*Records*.
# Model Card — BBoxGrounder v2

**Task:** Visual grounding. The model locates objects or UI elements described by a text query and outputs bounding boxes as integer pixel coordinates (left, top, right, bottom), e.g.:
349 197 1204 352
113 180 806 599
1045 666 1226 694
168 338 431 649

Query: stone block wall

*Your goal*. Locate every line in the material above that contains the string "boxes", and reproduce each such line.

*Solution to this problem*.
**Task:** Visual grounding. The model locates objects or UI elements described by a text query and outputs bounding boxes as integer pixel coordinates (left, top, right, bottom), e.g.:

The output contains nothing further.